### Entries taken from a collection:
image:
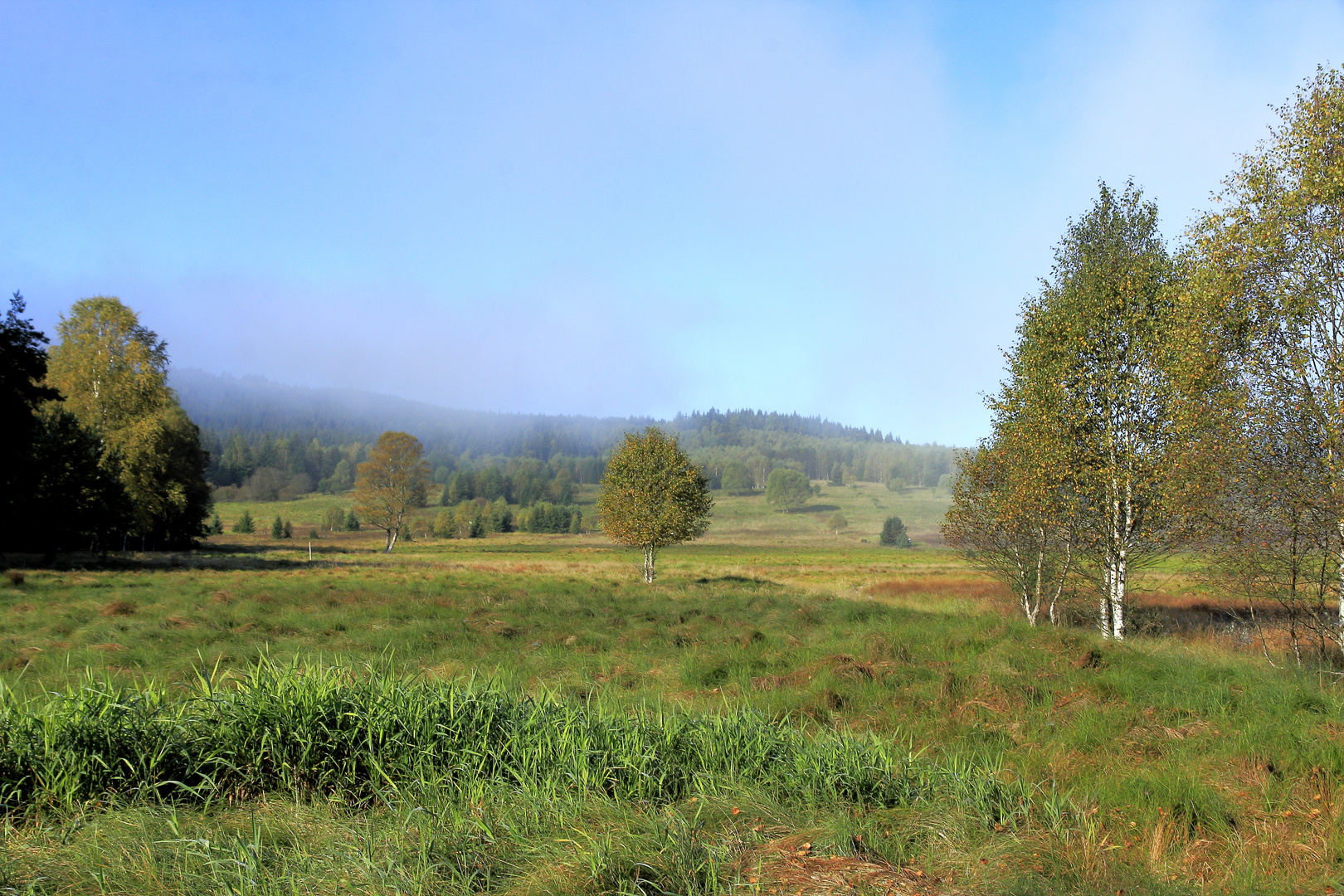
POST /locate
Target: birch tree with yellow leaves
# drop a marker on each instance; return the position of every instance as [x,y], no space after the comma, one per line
[1074,476]
[1269,285]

### AIM OF THE TASK:
In your answer, print the entries above exactly, with the pictures left out.

### EXERCISE SOLUTION:
image:
POST /locate
Target: birch tree with yellow leaves
# drop a marker on each instance; return the position of every instance as [x,y], no space after the comma, one per line
[1074,476]
[1269,285]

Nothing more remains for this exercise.